> _DIRECTIVES_
A. Which pandas basics does the opening comment in the pandas thread say its writer understood? List every one.
B. In the pandas thread, can you give the passage that begins at "A very gentle" and stops after "doing real analysis." again, swapping "monster" for "beast"?

> _SELECTED EXTRACT_
-- Begin --

A Gentle Visual Intro to Data Analysis in Python Using Pandas (opens in new tab)

(jalammar.github.io)

195 pointsjalammar7y ago51 comments

51 comments

47 comments · 10 top-level

Bishonen887y ago· 11 in thread

A very gentle intro, indeed ;)

Pandas is such a vast monster, that even after going through the book from the original author of Pandas (https://www.safaribooksonline.com/library/view/python-for-da...), I was absolutely unprepared for doing real analysis.

Whilst I understood the basics, such as data loading, (simple) cleaning, selections, functions, groupby', indexes etc., I spent most of my time on stackoverflow looking for solution to actual problems I was facing. I reckon that many other users have made the same experience - there is lot's of general info out there when it comes to pandas, but every data is different and the devil lies in the details. Long Story Short: learning pandas is all about trial-and-error and will take months (years even), to be efficient in.

samfriedman7y ago

As a daily user of pandas for a few years now, I really must suggest that anyone looking to use it for serious data analysis familiarize themselves with the Split/Apply/Combine paradigm [0].

Lots of data munging has been enabled or sped up by judicious application those concepts.

[0] https://pandas.pydata.org/pandas-docs/stable/groupby.html

gjreda7y ago

I agree. Hadley Wickham (a very prolific author of important R libraries) wrote a great paper about this method using one of his libraries. I'm a Python + pandas user, but his paper really helped me understand the approach better: https://vita.had.co.nz/papers/plyr.pdf

dorfsmay7y ago

It might take months to be be able to use its full power and be efficient (delivering at a high velocity), but as someone who was proficient in python but had never used pandas it took me just over a week to write a process to clean data and produce graphs (with seaborn) to compare sets with boxplots. This incldes anonymizing the data properly and play with different Turkey's fence values for the graphs to make the most sense. This is after people spent weeks, and failed, to try to get a similar process with excel.

It's good to warn people, but let's not scare them.

istjohn7y ago

Serious question: I've tried to use Pandas for some data analysis for my small business. Data sets are on the order of 10,000 data points or less. After struggling for days with Pandas, I've begun to wonder if it wouldn't be easier to code the analyses in raw Python. I wouldn't mind taking longer to complete the task at hand if in the process I was acquiring skills that will pay off down the road, but I wonder if Pandas isn't so esoteric and difficult that I may never reach the point that I can cash in that investment of time and effort as long as I am only a casual user.

In contrast, while I'm not an expert in JS or Python, I find that time spent struggling with those technologies pays dividends since the lessons learned make everything I do in the future easier.

This is highly subjective of course, but in your opinion, should I keep fighting with Pandas? Is it worth it?

laichzeit07y ago

Make sure you learn what a Series is and how it relates to the things in the DataFrame and how selection works, specifically .loc and .iloc. Then your life will be much easier. Try starting with this article: https://medium.com/dunder-data/selecting-subsets-of-data-in-...

rchaud7y ago

10,000 data points is well within the range of what Excel can handle without needing PowerQuery. What type of analyses are you attempting?

-- End --

[Box-labeled dataset extracts]

-- Begin --

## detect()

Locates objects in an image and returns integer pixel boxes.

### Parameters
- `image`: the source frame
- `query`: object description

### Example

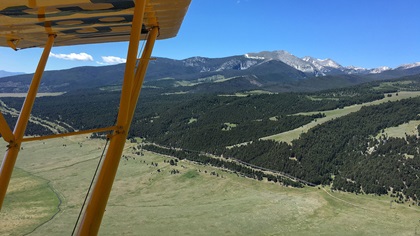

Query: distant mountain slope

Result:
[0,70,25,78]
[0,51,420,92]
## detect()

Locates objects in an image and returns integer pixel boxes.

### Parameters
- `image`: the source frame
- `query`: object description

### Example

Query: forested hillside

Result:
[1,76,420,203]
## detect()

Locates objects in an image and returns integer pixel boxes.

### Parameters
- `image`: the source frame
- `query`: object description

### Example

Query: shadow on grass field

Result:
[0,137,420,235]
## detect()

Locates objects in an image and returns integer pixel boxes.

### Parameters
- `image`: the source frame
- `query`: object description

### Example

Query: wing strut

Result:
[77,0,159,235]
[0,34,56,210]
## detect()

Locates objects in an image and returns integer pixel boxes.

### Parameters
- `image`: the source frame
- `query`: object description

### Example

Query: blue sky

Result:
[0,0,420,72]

-- End --

> _ANSWER LIST_
A.
- Data loading
- (Simple) cleaning
- Selections
- Functions
- Groupby
- Indexes

B.
A very gentle intro, indeed ;)

Pandas is such a vast beast, that even after going through the book from the original author of Pandas (https://www.safaribooksonline.com/library/view/python-for-da...), I was absolutely unprepared for doing real analysis.